I DON’T know if too many of you have taken the trek to Morecambe’s Christie Park, but I always thought it was quite a homely little ground.

So it may only hold 6,400 when full, but with three covered sides and nicely compact, it has always struck me as a ground that has a good atmosphere.

The fans of the Shrimps understandably are proud of their home, and when you go to a game there you can always take time out before the match to have a wander down to the seafront and have your picture taken with the statue of comedy legend Eric Morecambe.

So why has Sol Campbell taken against the place with such a passion?

Campbell’s future as a Notts County player is over after only one game.

The 34-year-old agreed a five-year deal at Meadow Lane at the start of this month for a reported £40,000 a week after leaving Portsmouth at the end of last season, with the former England defender being the most high-profile recruit to the Magpies playing staff following County’s takeover by Munto Finance and Sven-Goran Eriksson’s arrival as director of football.

But after just one outing at League II level the former Arsenal and Tottenham defender was saying his goodbyes to teammates after asking to leave the club.

Suggestions are that Campbell had a change of heart as the Football League moved in to investigate the takeover of the club.

▶ **RAW DATA**:
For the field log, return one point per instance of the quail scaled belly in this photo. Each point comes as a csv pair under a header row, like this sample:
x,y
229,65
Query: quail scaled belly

▶ **DIRECTIONS**:
1. Name every club that the column on Sol Campbell's exit from Notts County says he has played for or signed with.
2. Write the next few paragraphs of the column on Sol Campbell's exit from Notts County, starting after its final sentence.

▶ **EXPECTED RESPONSES**:
1. Notts County, Portsmouth, Arsenal, Tottenham

2.
But maybe his debut in last Saturday’s 2-1 defeat at Morecambe might just have proved as big a shock to Campbell as the result probably was to the Christie Park faithful.

Chances are he was not overly impressed by the pie and Bovril provided at half-time!

THE passion of the Welsh for rugby is totally understandable.

The fact that a nation so small has ruled the world in the 15-a-side code more than once is amazing – but why is there so much angst over the possible retirement of Gavin Henson?

Henson may be a bit of an icon, but to me he comes into the category marked ‘enigma’.

That is an enigma in the manner in the way that former Celtic star Paul McStay gained the same tag North of the border with the definition being ‘Paul McStay is an enigma ... he has played one good game for Scotland and we have waited ages for another one’.

Possibly that is a little bit hard on Henson, as he has had more than a couple of good games for the red-shirted ones, but all the same, he is hardly of the same calibre as JPR Williams, Phil Bennett, Gareth Edwards – and probably most apposite – Barry John.